[Request] Rewrite the rows below, changing every occurrence of "formatted sample" to "format example" and leaving all other text unchanged.

(Source records)
#####

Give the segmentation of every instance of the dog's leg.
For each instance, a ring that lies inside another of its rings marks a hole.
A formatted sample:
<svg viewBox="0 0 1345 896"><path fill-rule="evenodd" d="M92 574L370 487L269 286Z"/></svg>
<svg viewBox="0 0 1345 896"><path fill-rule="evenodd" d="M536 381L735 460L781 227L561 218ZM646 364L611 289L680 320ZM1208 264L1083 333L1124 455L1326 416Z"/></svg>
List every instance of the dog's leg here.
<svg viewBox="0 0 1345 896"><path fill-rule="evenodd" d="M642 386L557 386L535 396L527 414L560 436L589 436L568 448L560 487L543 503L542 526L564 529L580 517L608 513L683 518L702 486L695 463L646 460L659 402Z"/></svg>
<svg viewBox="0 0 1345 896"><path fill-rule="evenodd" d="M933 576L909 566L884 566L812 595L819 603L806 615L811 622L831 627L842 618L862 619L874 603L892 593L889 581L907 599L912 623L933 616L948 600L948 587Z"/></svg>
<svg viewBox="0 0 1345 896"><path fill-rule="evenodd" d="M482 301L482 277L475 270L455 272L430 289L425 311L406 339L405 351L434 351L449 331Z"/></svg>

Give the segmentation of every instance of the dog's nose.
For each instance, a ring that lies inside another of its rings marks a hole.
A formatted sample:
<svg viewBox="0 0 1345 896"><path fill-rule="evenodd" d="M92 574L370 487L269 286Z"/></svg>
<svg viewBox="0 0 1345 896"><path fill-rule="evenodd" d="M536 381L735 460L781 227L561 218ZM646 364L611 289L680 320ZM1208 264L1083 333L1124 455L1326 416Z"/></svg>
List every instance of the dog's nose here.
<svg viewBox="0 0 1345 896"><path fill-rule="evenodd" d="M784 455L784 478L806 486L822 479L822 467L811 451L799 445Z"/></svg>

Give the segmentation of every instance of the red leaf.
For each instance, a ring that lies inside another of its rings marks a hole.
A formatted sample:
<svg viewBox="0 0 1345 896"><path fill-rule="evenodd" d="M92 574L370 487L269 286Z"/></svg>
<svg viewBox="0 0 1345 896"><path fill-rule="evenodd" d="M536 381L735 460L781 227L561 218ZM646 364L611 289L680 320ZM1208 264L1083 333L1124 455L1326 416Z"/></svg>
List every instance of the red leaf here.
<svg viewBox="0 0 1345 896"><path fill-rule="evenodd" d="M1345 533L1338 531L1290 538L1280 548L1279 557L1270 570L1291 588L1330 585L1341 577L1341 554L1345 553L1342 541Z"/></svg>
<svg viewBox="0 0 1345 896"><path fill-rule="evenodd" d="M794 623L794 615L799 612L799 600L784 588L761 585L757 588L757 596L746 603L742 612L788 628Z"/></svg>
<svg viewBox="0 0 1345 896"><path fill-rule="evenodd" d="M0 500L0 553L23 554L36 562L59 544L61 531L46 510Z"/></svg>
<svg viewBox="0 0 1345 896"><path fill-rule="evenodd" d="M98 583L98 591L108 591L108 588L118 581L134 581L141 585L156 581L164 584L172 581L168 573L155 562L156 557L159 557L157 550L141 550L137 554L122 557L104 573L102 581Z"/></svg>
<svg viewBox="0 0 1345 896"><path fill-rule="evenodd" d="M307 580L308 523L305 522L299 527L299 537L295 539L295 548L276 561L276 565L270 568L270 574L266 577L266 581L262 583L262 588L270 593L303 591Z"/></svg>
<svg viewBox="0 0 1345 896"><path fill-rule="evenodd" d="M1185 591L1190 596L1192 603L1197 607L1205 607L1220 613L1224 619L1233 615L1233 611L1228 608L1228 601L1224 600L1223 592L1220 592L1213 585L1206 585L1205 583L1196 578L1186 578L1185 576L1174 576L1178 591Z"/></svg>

#####

[Answer to the task]
Give the segmentation of every instance of the dog's leg.
For each instance, a ring that lies inside another of its rings marks a hole.
A format example:
<svg viewBox="0 0 1345 896"><path fill-rule="evenodd" d="M92 574L370 487L269 286Z"/></svg>
<svg viewBox="0 0 1345 896"><path fill-rule="evenodd" d="M536 381L735 460L781 227L561 218ZM646 364L611 289L680 320ZM1208 264L1083 333L1124 455L1326 416Z"/></svg>
List every instance of the dog's leg here.
<svg viewBox="0 0 1345 896"><path fill-rule="evenodd" d="M642 386L557 386L535 396L527 414L560 436L589 436L568 448L560 487L543 503L542 526L564 529L580 517L608 513L683 518L702 486L695 463L646 460L659 402Z"/></svg>
<svg viewBox="0 0 1345 896"><path fill-rule="evenodd" d="M933 576L909 566L884 566L812 595L819 603L806 615L811 622L831 627L842 618L862 619L874 603L892 593L889 581L907 599L912 623L933 616L948 600L948 587Z"/></svg>
<svg viewBox="0 0 1345 896"><path fill-rule="evenodd" d="M482 301L482 277L475 270L455 272L430 289L425 311L406 339L405 351L434 351L449 331Z"/></svg>

Give the segmentation of every instance of the dog's nose.
For each instance, a ring that lies inside another of its rings marks a hole.
A format example:
<svg viewBox="0 0 1345 896"><path fill-rule="evenodd" d="M92 574L370 487L269 286Z"/></svg>
<svg viewBox="0 0 1345 896"><path fill-rule="evenodd" d="M536 381L735 460L781 227L561 218ZM646 364L611 289L680 320ZM1208 264L1083 333L1124 455L1326 416Z"/></svg>
List every instance of the dog's nose here.
<svg viewBox="0 0 1345 896"><path fill-rule="evenodd" d="M784 455L784 478L806 486L822 479L822 467L811 451L799 445Z"/></svg>

Give the segmentation of every instance of the red leaf.
For each instance, a ring that lies inside another of its rings marks a hole.
A format example:
<svg viewBox="0 0 1345 896"><path fill-rule="evenodd" d="M92 574L370 487L269 286Z"/></svg>
<svg viewBox="0 0 1345 896"><path fill-rule="evenodd" d="M536 381L735 460L781 227L561 218ZM646 364L611 289L680 320ZM1208 264L1083 333L1124 455L1326 416Z"/></svg>
List every instance of the red leaf here.
<svg viewBox="0 0 1345 896"><path fill-rule="evenodd" d="M1345 533L1338 531L1290 538L1280 548L1279 557L1270 570L1291 588L1330 585L1341 577L1341 554L1345 553L1342 541Z"/></svg>
<svg viewBox="0 0 1345 896"><path fill-rule="evenodd" d="M794 623L794 615L799 612L799 600L784 588L761 585L757 588L757 596L746 603L742 612L788 628Z"/></svg>
<svg viewBox="0 0 1345 896"><path fill-rule="evenodd" d="M0 500L0 553L23 554L36 562L59 544L61 531L46 510Z"/></svg>
<svg viewBox="0 0 1345 896"><path fill-rule="evenodd" d="M98 583L98 591L108 591L108 588L118 581L134 581L141 585L156 581L164 584L172 581L168 573L155 562L156 557L159 557L157 550L141 550L137 554L122 557L104 573L102 581Z"/></svg>
<svg viewBox="0 0 1345 896"><path fill-rule="evenodd" d="M307 580L308 523L305 522L299 527L299 537L295 539L295 548L276 561L276 565L270 568L270 574L266 577L266 581L262 583L262 588L270 593L303 591Z"/></svg>
<svg viewBox="0 0 1345 896"><path fill-rule="evenodd" d="M1185 591L1190 596L1192 603L1197 607L1205 607L1220 613L1224 619L1233 615L1233 611L1228 608L1228 601L1224 600L1223 592L1220 592L1213 585L1206 585L1205 583L1196 578L1186 578L1185 576L1174 576L1178 591Z"/></svg>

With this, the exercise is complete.